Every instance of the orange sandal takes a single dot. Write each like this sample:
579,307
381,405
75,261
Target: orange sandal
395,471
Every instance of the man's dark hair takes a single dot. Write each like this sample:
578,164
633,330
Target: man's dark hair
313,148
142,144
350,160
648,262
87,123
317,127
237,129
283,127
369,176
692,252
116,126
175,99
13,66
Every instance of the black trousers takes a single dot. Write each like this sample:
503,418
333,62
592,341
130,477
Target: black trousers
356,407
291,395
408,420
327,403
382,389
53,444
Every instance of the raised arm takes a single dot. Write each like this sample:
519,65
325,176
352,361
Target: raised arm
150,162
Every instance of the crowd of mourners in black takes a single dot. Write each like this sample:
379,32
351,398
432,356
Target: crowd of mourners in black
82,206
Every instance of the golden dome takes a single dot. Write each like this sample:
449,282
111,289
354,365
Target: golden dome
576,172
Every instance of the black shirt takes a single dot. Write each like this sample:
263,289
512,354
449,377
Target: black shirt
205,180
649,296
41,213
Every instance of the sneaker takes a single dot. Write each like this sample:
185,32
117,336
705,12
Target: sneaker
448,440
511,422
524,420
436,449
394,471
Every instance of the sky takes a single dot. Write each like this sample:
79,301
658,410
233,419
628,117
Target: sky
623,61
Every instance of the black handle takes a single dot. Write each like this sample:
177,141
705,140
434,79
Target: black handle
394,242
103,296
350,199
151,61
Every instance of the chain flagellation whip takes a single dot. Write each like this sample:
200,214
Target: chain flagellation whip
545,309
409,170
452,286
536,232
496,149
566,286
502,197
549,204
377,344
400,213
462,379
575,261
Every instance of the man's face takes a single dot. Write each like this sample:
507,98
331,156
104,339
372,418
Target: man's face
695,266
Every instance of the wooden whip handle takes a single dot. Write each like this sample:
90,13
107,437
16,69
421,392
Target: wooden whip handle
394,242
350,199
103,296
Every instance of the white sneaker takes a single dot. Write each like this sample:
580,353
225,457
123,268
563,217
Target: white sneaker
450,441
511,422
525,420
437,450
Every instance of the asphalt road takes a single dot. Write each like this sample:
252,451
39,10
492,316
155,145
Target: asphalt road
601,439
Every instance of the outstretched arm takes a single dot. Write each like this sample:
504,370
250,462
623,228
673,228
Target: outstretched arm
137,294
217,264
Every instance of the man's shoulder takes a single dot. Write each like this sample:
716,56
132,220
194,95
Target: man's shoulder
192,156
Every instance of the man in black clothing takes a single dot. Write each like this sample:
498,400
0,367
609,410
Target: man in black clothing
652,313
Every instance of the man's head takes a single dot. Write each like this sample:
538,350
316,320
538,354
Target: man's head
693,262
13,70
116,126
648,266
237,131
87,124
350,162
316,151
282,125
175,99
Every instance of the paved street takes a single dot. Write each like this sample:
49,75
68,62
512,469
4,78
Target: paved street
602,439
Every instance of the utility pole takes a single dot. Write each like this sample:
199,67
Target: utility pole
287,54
========
### WHAT YOU ARE ASKED TO DO:
Every line above should be retyped exactly as given.

### WORKED ANSWER:
Every instance of the orange sandal takes a single dot. Write each like this sample:
579,307
381,405
75,261
Target: orange sandal
395,471
Every instance of the man's dark hair takes a single dot. Write each like this sample:
578,164
633,330
Target: man's dark hair
313,148
142,144
350,160
648,262
87,123
317,127
237,129
283,127
369,176
692,252
116,126
175,99
13,66
Every instance of the black trousers takes a single dot. Write each like this sample:
503,418
333,62
592,341
130,477
Target: black trousers
356,407
291,395
408,420
327,403
382,389
53,444
Every instance of the raised arm takes a single dot. Write each like this sample:
519,65
325,176
352,361
Target: raised arm
150,162
Every instance of the crowd of mourners in black takes a single dot. Write each like this sample:
379,32
351,398
432,356
Target: crowd of mourners in black
82,206
Every instance of the golden dome takes a single dot. Write each like this sample:
449,282
111,289
354,365
Target: golden dome
576,172
Every instance of the black shirt takes a single dot. Write each like this sample:
263,289
512,354
449,377
Target: black shirt
205,180
649,296
41,213
Every instance of the sneaker takes a single dot. Write each like this sample:
185,32
117,336
705,12
Target: sneaker
448,440
511,422
524,420
436,449
394,471
Every instance of the sky takes a single dot. Write each like this sample:
79,301
658,410
233,419
628,117
Target: sky
623,61
Every instance of the black handle takes a single dot. Write each like this sample:
177,141
705,140
434,79
Target: black handle
394,242
103,296
350,199
151,61
Every instance of the chain flagellation whip takes a single dot. Write each like this sample:
200,214
Target: chain flagellation whip
545,309
409,170
452,286
536,232
496,149
566,286
502,197
549,204
377,344
400,213
462,379
575,261
Every instance of the man's face takes a single dot. Write each like this sample:
507,98
331,156
104,339
372,418
Target: man's face
695,266
Every instance of the wooden whip handle takes a single dot. Write each like this sample:
90,13
107,437
16,69
421,392
Target: wooden whip handle
394,242
350,199
103,296
Every instance of the white sneaker takes a single dot. Write each like this sample:
580,353
225,457
123,268
563,217
Target: white sneaker
450,441
511,422
525,420
437,450
Every instance of the asphalt road takes a single dot. Write each like this sample:
252,451
39,10
492,316
155,145
Target: asphalt road
601,439
Every instance of the outstretched arm takes a single dot. Write each like this sample:
504,370
250,462
623,228
673,228
Target: outstretched arm
137,294
217,264
Every instance of the man's shoulder takes a single dot. Write each like this sample:
716,56
132,220
194,95
Target: man's shoulder
192,156
Every instance of the man in black clothing takes a single dot. Write each like this sample:
498,400
0,367
609,410
Target: man in black clothing
652,313
Every instance of the man's head takes a single dot. Write each like this sample:
538,350
316,320
538,354
Target: man's head
693,262
13,70
116,126
648,266
237,131
87,124
350,162
316,151
282,125
175,99
Every instance of the paved street takes a single dot. Write each like this sample:
49,75
68,62
512,469
4,78
Target: paved street
602,439
Every instance of the utility pole takes a single dot. Write each like this sample:
199,67
Target: utility pole
287,54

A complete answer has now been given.